***** Document text *****

From: M Lissack (firstname.lastname@example.org)
Date: Tue 27 Jan 2004 - 15:28:10 GMT
In your world the word token meme works. In the
scientific world it is so overloaded with conflicting
notions (including those expressed by Dawkins himself)
that it is next to useless as a unit of analysis. My
article is an attempt to help the field advance. Your
postings seem to indicate that you are opposed to the
idea that the field needs to advance.
You have a distinguished resume but you are not an
academic nor a philosopher nor a true scientist. To
refer people to works of years ago and say you "have
done all you can" is to ignore all of the work and
efforts that have gone on since those works you cite
were written. And I never recall asking for your
"help." I wrote an article, it was published, and people are commenting on it.
There is no established "definition" of a meme. There
is a loose collection of fuzzy notoions which all
share the label or word token "meme."

***** Dataset excerpts *****

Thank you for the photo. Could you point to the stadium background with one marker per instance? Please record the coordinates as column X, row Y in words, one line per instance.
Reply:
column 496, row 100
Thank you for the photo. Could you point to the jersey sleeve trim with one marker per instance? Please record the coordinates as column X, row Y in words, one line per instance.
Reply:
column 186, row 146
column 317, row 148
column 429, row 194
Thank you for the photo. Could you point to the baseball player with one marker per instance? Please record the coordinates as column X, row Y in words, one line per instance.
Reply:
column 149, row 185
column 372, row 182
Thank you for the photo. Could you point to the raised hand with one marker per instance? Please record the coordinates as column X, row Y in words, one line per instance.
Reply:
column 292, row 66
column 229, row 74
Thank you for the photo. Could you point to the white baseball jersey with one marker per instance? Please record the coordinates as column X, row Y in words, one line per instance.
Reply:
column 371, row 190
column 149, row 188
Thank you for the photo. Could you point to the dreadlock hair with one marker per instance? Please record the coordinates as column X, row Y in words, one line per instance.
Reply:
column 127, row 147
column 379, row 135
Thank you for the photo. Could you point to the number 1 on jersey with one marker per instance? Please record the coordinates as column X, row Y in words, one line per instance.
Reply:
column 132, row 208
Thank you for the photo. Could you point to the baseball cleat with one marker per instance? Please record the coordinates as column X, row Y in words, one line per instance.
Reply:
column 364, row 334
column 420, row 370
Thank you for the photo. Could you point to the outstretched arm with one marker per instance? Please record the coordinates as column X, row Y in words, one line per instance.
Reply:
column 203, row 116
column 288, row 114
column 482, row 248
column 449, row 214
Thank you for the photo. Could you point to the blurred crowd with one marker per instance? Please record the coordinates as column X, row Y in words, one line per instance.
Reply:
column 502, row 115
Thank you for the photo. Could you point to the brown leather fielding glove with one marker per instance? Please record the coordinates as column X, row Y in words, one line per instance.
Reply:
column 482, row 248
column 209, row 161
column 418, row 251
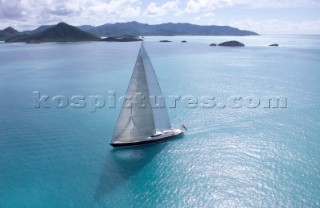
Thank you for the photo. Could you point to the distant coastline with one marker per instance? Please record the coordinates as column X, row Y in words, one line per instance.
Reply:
column 117, row 32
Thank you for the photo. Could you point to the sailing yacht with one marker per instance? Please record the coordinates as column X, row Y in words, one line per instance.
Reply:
column 143, row 121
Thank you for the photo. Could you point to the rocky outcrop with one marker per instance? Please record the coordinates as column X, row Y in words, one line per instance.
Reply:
column 232, row 43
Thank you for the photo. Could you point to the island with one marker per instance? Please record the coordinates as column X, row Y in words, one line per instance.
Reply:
column 62, row 32
column 165, row 29
column 232, row 43
column 7, row 33
column 122, row 39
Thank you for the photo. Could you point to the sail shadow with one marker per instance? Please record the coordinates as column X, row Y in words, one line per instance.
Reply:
column 123, row 163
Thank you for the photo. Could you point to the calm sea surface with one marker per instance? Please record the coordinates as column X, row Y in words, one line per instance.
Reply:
column 230, row 157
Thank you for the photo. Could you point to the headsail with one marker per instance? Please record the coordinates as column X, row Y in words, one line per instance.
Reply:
column 142, row 119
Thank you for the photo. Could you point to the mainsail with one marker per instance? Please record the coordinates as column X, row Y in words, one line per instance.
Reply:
column 146, row 114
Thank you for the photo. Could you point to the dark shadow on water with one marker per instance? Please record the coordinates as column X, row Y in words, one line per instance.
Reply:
column 123, row 163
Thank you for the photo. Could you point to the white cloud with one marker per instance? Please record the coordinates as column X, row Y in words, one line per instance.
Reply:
column 277, row 4
column 154, row 10
column 195, row 6
column 207, row 17
column 275, row 26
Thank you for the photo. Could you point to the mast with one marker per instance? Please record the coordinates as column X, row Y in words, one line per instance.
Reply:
column 142, row 119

*****

Task instructions »
1/ Answer these questions from the message:
(a) Whose own notions does the message include among the conflicting ones that overload the word meme?
(b) What three things does the message say the recipient is not?
(c) According to the message, what happened after the writer's article was written?
2/ Echo the records from their first line through the line holding "column 420, row 370", inclusive.
The text and the records have no connection to each other.

Task-by-task solutions »
1/
(a) Dawkins's.
(b) An academic, a philosopher, or a true scientist.
(c) It was published, and people are commenting on it.

2/
Thank you for the photo. Could you point to the stadium background with one marker per instance? Please record the coordinates as column X, row Y in words, one line per instance.
Reply:
column 496, row 100
Thank you for the photo. Could you point to the jersey sleeve trim with one marker per instance? Please record the coordinates as column X, row Y in words, one line per instance.
Reply:
column 186, row 146
column 317, row 148
column 429, row 194
Thank you for the photo. Could you point to the baseball player with one marker per instance? Please record the coordinates as column X, row Y in words, one line per instance.
Reply:
column 149, row 185
column 372, row 182
Thank you for the photo. Could you point to the raised hand with one marker per instance? Please record the coordinates as column X, row Y in words, one line per instance.
Reply:
column 292, row 66
column 229, row 74
Thank you for the photo. Could you point to the white baseball jersey with one marker per instance? Please record the coordinates as column X, row Y in words, one line per instance.
Reply:
column 371, row 190
column 149, row 188
Thank you for the photo. Could you point to the dreadlock hair with one marker per instance? Please record the coordinates as column X, row Y in words, one line per instance.
Reply:
column 127, row 147
column 379, row 135
Thank you for the photo. Could you point to the number 1 on jersey with one marker per instance? Please record the coordinates as column X, row Y in words, one line per instance.
Reply:
column 132, row 208
Thank you for the photo. Could you point to the baseball cleat with one marker per instance? Please record the coordinates as column X, row Y in words, one line per instance.
Reply:
column 364, row 334
column 420, row 370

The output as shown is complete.